= GOAL =
Can you extract every line of the material below and reproduce each one word for word, with nothing changed?

[Records from a data source]
────────────────────────────────────────

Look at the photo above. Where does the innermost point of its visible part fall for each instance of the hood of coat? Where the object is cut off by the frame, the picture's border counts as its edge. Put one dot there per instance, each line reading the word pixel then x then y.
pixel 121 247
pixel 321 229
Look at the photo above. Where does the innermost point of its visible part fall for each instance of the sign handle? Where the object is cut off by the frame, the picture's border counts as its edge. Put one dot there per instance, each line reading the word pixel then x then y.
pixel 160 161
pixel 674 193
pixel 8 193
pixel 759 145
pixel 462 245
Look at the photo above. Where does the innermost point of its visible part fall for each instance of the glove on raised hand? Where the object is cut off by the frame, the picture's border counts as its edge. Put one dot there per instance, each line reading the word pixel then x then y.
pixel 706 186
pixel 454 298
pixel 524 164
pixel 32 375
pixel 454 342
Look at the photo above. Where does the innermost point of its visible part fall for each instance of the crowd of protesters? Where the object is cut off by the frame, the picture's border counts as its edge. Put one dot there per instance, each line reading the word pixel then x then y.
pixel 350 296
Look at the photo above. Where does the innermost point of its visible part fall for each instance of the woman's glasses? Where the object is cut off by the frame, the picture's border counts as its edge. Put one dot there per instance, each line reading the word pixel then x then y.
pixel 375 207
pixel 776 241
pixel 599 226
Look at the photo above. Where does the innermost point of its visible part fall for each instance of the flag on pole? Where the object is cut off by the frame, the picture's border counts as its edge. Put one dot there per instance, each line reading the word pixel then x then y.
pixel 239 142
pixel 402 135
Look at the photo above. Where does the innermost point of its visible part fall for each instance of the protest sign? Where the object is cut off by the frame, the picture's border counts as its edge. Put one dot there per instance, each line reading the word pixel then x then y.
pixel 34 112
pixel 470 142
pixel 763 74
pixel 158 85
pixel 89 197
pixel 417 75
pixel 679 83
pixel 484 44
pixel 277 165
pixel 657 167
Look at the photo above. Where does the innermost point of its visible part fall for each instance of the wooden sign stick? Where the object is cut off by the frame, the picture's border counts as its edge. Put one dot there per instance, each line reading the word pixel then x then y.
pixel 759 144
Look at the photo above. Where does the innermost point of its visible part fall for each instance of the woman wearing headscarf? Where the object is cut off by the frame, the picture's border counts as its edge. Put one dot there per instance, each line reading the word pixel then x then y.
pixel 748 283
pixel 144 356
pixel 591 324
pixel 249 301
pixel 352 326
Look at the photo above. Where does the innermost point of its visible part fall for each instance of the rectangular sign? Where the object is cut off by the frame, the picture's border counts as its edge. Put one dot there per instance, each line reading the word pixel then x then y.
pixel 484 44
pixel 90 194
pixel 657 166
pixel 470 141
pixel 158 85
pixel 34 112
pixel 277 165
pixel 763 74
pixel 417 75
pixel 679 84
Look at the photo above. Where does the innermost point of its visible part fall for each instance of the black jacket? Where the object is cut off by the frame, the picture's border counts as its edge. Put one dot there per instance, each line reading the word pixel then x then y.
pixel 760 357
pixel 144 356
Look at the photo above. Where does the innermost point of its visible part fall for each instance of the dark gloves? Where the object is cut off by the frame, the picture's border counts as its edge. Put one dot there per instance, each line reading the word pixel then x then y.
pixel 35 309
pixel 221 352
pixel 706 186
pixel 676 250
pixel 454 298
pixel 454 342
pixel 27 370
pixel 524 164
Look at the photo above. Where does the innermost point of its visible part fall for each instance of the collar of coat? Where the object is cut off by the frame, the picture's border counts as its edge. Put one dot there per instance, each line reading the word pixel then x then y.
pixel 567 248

────────────────────────────────────────

= EXPECTED OUTPUT =
Look at the photo above. Where does the innermost point of its visible part fall for each instance of the hood of coat? Where the object is cut off by the frame, the picture's border counts as its edge. Put one dot there per instance, each line reading the word pixel then x then y.
pixel 121 247
pixel 321 229
Look at the photo above. Where does the innermost point of its visible part fall for each instance of the sign handle? Where the object is cut off by the frame, the picture's border counts as its edge. Put one dot there per instance, each line reading the word pixel then x then y.
pixel 160 161
pixel 674 193
pixel 8 193
pixel 759 145
pixel 462 245
Look at the photo above. Where does the innermost point of its visible part fall for each instance of the glove on raised hand? Where the object is cut off by the frame, the picture's border counts as its edge. Put one dot there per instance, each line reading the word pixel then x then y.
pixel 706 186
pixel 454 298
pixel 524 164
pixel 32 375
pixel 454 342
Look at the photo above. Where does the innermost point of its visible part fall for each instance of the crowd of protesters? Where the object is cut off by the frame, the picture's border counts as its edge. Put one dot there per instance, each line reading the word pixel then x then y.
pixel 350 296
Look at the photo above. Where does the innermost point of its visible part fall for each instance of the woman's glasses? Where the object is cut off by the frame, the picture's border counts as its edge. Put one dot there per instance, each line reading the word pixel then x then y.
pixel 375 207
pixel 776 241
pixel 599 226
Look at the photo above. Where does the innermost point of its visible part fall for each instance of the flag on pole? Where the object is cut off by the frame, the picture's border counts as its edge. Put one dot there per instance, each line reading the word pixel then x then y.
pixel 239 142
pixel 402 135
Look at the photo above. Where does the innermost point of its visible part fall for each instance of the protest sign? Where the object is cut off by the frame, the picture's border counts as its edge. Put one dot there per instance, each line reading the word pixel then x then y.
pixel 34 112
pixel 470 142
pixel 763 74
pixel 158 85
pixel 89 197
pixel 417 75
pixel 679 83
pixel 484 44
pixel 277 165
pixel 657 167
Look at the photo above. Where does the innermost point of its visible part fall for each instance of the wooden sign stick? Where the object is cut off by the frame, the picture's border counts as its edge. Put one dot there per instance, each line reading the word pixel then x then y.
pixel 759 144
Look at the photo above. Where does the innermost point of its visible part fall for each instance of the woman wearing headscarf? Where the object is cut off by the frame, the picture's border counts as its edge. Put one dot there per instance, each line reading the word pixel then x then y.
pixel 748 283
pixel 144 356
pixel 591 324
pixel 249 301
pixel 352 326
Look at the photo above. Where does the innermost point of its visible part fall for each instance of the rectangular sign? Where the object is cut off by the frame, the picture's border counts as its edge. Put one dot there per instance, each line reading the word pixel then x then y.
pixel 484 44
pixel 90 194
pixel 657 166
pixel 470 141
pixel 158 85
pixel 34 112
pixel 277 165
pixel 763 74
pixel 417 75
pixel 679 84
Look at the photo above. Where does the innermost point of its visible part fall for each instance of the black jacket? Where the object is cut off by the frame, the picture's border counts as its edge. Put one dot there per instance, each line reading the word pixel then x then y.
pixel 760 357
pixel 144 356
Look at the photo above. Where does the innermost point of its visible part fall for each instance of the dark gloves? Where the object is cut off by the frame, the picture's border counts as its edge. Put one dot there per instance, each line reading the word pixel then x then y.
pixel 35 309
pixel 221 352
pixel 706 186
pixel 676 250
pixel 454 298
pixel 454 342
pixel 27 370
pixel 524 164
Look at the photo above. Where does the innermost point of its visible part fall for each instance of the collar of coat? Where the object is cut off by the frame, the picture's border counts as its edge. Put one dot there per instance, each line reading the word pixel then x then y.
pixel 567 248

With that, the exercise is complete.